Tool papers: Because of SLE’s interest in tools, we seek papers that present software tools related to the field of SLE. Selection criteria include originality of the tool, its innovative aspects, and relevance to SLE. Any of the SLE topics of interest are appropriate areas for tool demonstrations. Submissions must provide a tool description of 4 pages including bibliography (in ACM SIGPLAN conference style - acmart), and a demonstration outline including screenshots of up to 6 pages. Tool demonstrations must have the keywords “Tool Demo” or “Tool Demonstration” in the title. The 4-page tool description will, if the demonstration is accepted, be published in the proceedings. The 6-page demonstration outline will be used by the program committee only for evaluating the submission.
Industrial papers: These should describe real-world application scenarios of SLE in industry, explained in their context with an analysis of the challenges that were overcome and the lessons which the audience can learn from this experience. Industry paper submissions must not exceed 6 pages including bibliography (in ACM SIGPLAN conference style - acmart).
New ideas / vision papers: New ideas papers should describe new, non-conventional SLE research approaches that depart from standard practice. They are intended to describe well-defined research ideas that are at an early stage of investigation. Vision papers are intended to present new unifying theories about existing SLE research that can lead to the development of new technologies or approaches. New ideas / vision papers must not exceed 4 pages including bibliography (in ACM SIGPLAN conference style - acmart).
Workshops: Workshops will be organized by SPLASH. Please inform us and contact the SPLASH organizers if you would like to organize a workshop of interest to the SLE audience.
For the second year SLE will use an evaluation process for assessing the quality of the artifacts on which papers are based to foster the culture of experimental reproducibility. Authors of accepted papers are invited to submit artifacts. For more information, have a look at the Artifact Evaluation page.
Submissions will be accepted at https://sle17.hotcrp.com.
All submitted papers will be reviewed by at least three members of the program committee. All accepted papers, including tool papers will be published in ACM Digital Library.
AUTHORS TAKE NOTE: The official publication date is the date the proceedings are made available in the ACM Digital Library. This date may be up to two weeks prior to the first day of the conference. The official publication date affects the deadline for any patent filings related to published work.
Journal Special Issue
Selected accepted papers will be invited to a special issue of the Computer Languages, Systems and Structures (COMLAN) journal.
Distinguished paper. Award for most notable paper, as determined by the PC chairs based on the recommendations of the programm committee.

Listed records >>
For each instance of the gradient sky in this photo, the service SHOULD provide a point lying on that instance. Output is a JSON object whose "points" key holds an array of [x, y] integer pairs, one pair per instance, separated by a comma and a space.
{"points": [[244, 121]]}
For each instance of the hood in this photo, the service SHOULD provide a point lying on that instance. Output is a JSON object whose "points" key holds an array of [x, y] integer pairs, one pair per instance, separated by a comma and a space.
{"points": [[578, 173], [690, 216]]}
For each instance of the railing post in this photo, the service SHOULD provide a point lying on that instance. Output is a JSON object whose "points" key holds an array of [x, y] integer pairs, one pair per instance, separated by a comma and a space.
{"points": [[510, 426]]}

...

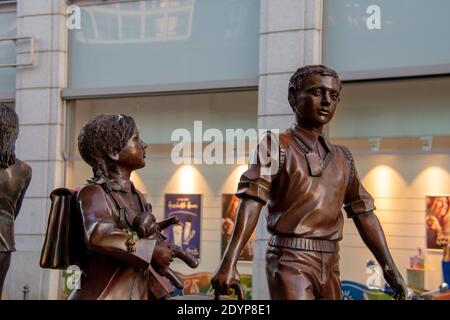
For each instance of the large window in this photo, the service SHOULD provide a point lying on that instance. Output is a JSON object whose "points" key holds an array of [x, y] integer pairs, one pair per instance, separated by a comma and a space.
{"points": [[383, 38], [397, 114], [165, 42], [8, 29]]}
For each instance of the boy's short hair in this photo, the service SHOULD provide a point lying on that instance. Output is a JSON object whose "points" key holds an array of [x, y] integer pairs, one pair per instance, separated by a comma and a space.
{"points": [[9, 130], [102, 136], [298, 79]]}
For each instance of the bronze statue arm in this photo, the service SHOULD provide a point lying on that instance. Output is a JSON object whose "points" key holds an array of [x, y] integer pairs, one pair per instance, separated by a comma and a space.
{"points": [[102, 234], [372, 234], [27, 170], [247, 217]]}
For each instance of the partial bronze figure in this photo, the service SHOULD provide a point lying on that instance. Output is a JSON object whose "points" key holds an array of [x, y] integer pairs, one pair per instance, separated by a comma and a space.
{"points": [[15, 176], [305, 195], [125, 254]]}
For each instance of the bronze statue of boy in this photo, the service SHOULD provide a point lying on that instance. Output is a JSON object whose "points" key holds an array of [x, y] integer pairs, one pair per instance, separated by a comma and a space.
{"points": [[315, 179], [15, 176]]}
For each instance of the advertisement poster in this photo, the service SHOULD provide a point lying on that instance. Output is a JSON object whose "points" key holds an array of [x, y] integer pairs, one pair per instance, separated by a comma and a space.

--

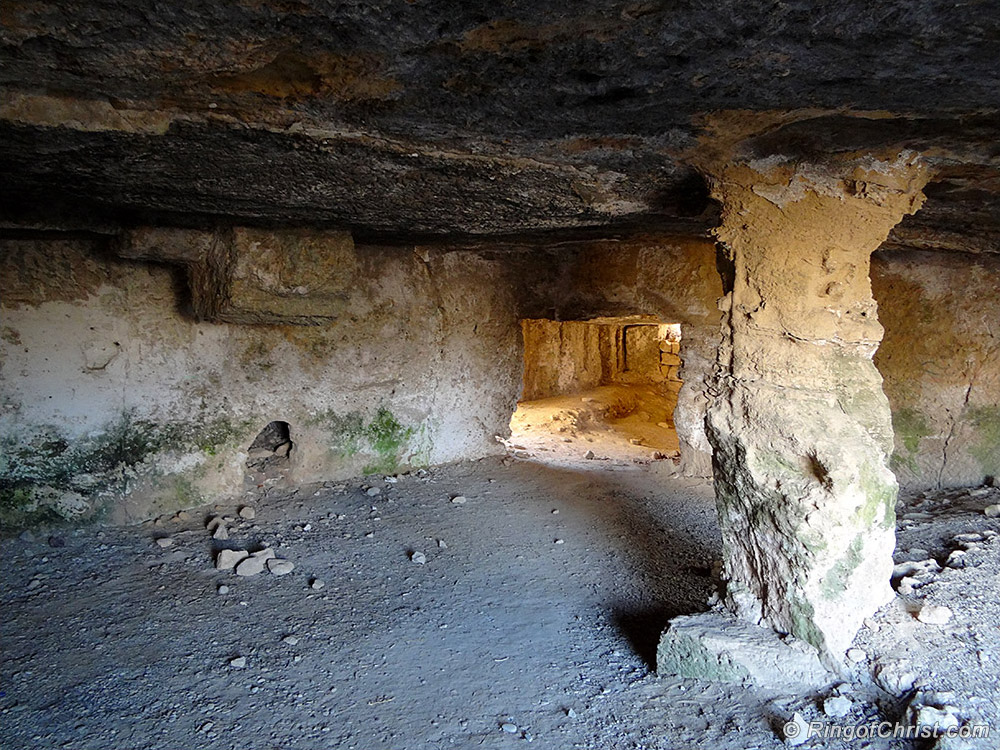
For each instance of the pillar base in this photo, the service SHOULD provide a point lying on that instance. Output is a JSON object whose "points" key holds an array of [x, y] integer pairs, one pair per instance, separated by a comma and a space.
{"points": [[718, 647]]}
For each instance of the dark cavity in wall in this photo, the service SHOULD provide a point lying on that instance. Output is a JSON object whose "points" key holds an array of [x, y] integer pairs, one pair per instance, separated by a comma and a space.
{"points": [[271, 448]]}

The tasks >>
1. According to the SLE call for papers, how many program committee members will review each submitted paper?
2. Reproduce the part of the SLE call for papers that opens with the words containing "Submissions will be" and closes with "the programm committee.".

Final results >>
1. At least three.

2.
Submissions will be accepted at https://sle17.hotcrp.com.
All submitted papers will be reviewed by at least three members of the program committee. All accepted papers, including tool papers will be published in ACM Digital Library.
AUTHORS TAKE NOTE: The official publication date is the date the proceedings are made available in the ACM Digital Library. This date may be up to two weeks prior to the first day of the conference. The official publication date affects the deadline for any patent filings related to published work.
Journal Special Issue
Selected accepted papers will be invited to a special issue of the Computer Languages, Systems and Structures (COMLAN) journal.
Distinguished paper. Award for most notable paper, as determined by the PC chairs based on the recommendations of the programm committee.